*Written problem A*
According to the book review, which earlier Goosebumps book has the same plot as Attack of the Jack-O'-Lanterns?

*Reading passage*
───

Attack of the Jack-O'-Lanterns is the 48th book in the original Goosebumps series of 62 books, and R.L. Stine was clearly running out of ideas at this point, because the plot of this book is a carbon copy of book 15: You Can't Scare Me! There are some pretty terrible kids, in this book Tabby and Lee, and they do something bad to some other kids, in this book a group of four friends, and the victims then seek revenge on the kids who wronged them, with the revenge always coming in the form of trying to scare the kids responsible.
It's like the song Wanted Dead or Alive by Bon Jovi:
It's all the same, only the names will change
This one is set on Halloween, but despite this, and the trick-or-treating going on, the book never had the "Halloween" vibe at all, because of Stine's trademark bare-bones writing. The characters are bland caricatures of children, like in most books I've reread so far in this series, and in one case the character description actually seems kind of racist? You tell me:
Lee is African-American, and he sort of struts when he walks and acts real cool, like the rappers on MTV videos.

───

*Dataset entries*
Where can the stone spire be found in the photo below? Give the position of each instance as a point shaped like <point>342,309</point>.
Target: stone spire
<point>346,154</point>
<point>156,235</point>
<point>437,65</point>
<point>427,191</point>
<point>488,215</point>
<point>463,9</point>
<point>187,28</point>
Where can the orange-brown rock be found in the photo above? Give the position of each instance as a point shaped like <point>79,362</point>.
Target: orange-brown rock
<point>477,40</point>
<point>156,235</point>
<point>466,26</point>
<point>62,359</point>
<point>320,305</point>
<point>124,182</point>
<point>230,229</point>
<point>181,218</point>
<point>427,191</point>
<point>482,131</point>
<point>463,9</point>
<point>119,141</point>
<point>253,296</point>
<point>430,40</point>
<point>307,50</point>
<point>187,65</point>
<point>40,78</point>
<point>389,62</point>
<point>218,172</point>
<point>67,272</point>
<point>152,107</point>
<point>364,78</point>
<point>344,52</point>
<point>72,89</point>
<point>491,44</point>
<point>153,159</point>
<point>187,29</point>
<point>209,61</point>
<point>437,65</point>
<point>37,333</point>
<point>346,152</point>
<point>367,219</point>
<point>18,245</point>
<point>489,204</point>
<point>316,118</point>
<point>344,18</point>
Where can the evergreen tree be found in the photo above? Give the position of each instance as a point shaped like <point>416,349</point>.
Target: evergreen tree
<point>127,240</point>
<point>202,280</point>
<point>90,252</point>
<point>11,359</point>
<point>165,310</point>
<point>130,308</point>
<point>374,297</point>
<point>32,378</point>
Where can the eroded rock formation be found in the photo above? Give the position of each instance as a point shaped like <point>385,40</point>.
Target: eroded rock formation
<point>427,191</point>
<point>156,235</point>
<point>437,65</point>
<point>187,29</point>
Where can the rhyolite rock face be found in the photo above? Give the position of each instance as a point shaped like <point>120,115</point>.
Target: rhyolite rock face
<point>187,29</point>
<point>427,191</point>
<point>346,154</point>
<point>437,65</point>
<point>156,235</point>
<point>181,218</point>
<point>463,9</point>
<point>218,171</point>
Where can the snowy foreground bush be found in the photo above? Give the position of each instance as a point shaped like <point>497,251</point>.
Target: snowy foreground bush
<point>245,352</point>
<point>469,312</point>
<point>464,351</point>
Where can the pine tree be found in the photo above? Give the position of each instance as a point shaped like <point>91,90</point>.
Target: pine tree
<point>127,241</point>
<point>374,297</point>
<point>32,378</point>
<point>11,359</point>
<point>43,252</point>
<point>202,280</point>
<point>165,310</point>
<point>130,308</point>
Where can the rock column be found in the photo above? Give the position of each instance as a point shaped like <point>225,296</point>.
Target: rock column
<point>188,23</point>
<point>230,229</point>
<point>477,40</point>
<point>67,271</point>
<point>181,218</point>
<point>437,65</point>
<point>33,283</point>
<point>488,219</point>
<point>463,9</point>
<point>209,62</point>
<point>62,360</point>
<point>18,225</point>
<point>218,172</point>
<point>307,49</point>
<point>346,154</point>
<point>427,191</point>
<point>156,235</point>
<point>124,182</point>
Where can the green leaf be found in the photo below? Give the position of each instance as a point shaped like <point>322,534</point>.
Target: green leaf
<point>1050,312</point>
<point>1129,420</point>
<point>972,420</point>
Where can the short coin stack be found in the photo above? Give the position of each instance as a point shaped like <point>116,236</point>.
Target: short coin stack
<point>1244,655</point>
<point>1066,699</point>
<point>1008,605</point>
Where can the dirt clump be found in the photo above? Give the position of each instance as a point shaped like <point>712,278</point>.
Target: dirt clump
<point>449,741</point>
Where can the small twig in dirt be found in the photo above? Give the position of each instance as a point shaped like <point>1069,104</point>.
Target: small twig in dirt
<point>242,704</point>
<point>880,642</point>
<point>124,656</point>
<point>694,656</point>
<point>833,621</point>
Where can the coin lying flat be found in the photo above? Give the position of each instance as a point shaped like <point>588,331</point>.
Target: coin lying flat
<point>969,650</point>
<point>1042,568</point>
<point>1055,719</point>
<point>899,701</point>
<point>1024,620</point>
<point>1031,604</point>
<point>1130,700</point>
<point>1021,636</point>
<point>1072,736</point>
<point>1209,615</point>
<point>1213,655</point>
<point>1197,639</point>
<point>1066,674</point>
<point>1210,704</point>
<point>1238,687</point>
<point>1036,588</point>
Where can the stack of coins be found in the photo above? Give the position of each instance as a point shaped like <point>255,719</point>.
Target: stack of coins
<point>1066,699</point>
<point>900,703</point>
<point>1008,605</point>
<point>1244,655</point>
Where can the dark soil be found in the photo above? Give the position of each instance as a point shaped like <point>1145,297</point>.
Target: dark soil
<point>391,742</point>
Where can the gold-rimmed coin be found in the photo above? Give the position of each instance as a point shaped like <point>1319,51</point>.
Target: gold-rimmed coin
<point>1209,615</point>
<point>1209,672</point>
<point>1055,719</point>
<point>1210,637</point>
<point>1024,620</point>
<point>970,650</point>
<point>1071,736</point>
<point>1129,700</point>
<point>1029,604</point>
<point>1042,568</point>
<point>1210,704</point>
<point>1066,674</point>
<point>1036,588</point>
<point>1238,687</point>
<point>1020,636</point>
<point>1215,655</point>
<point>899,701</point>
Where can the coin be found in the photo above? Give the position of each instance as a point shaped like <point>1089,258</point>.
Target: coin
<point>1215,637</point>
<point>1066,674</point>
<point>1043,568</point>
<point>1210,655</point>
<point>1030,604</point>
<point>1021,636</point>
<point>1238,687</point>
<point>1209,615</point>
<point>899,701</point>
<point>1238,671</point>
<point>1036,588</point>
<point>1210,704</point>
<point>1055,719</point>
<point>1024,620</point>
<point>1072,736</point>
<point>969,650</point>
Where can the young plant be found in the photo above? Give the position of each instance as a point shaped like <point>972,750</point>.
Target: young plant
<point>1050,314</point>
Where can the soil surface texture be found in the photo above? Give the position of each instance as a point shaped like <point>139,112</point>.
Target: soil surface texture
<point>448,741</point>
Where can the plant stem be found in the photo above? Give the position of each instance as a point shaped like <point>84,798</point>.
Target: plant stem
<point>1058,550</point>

───

*Written problem B*
In the rows, write out word for word the lines from the one containing "Where can the rock" through the one containing "<point>307,49</point>".

*Task result A*
Book 15, You Can't Scare Me!

*Task result B*
Where can the rock column be found in the photo above? Give the position of each instance as a point shaped like <point>225,296</point>.
Target: rock column
<point>188,23</point>
<point>230,229</point>
<point>477,40</point>
<point>67,271</point>
<point>181,218</point>
<point>437,65</point>
<point>33,283</point>
<point>488,219</point>
<point>463,9</point>
<point>209,62</point>
<point>62,360</point>
<point>18,225</point>
<point>218,172</point>
<point>307,49</point>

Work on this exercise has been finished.